Your goal
Among the entries below, find the lines with "shower" and copy them.

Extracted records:
● ● ●
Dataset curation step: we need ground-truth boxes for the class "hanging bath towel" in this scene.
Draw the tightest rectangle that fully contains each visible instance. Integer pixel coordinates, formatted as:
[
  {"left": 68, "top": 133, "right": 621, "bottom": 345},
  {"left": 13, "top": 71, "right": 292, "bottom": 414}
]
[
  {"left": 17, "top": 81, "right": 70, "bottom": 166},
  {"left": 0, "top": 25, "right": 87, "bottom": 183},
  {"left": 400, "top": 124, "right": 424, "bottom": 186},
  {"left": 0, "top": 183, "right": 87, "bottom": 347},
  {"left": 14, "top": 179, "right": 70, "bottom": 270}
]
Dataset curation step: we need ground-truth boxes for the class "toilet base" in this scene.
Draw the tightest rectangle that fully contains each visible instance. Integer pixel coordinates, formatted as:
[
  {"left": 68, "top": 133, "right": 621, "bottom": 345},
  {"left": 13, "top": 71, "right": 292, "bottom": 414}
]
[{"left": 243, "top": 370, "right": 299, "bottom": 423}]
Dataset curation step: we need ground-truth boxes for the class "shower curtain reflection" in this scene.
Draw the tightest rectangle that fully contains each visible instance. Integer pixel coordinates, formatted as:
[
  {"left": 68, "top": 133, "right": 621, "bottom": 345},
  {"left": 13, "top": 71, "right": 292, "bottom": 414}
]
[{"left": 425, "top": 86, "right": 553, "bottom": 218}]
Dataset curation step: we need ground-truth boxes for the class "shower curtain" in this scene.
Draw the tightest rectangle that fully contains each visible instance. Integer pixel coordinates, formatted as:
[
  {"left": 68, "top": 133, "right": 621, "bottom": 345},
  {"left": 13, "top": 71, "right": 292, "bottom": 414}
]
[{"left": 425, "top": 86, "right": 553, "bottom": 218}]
● ● ●
Response for this exercise
Dataset curation step: we need ground-truth boxes for the class "shower curtain reflection" in this scene.
Dataset curation step: we need ground-truth boxes for the class "shower curtain" in this scene.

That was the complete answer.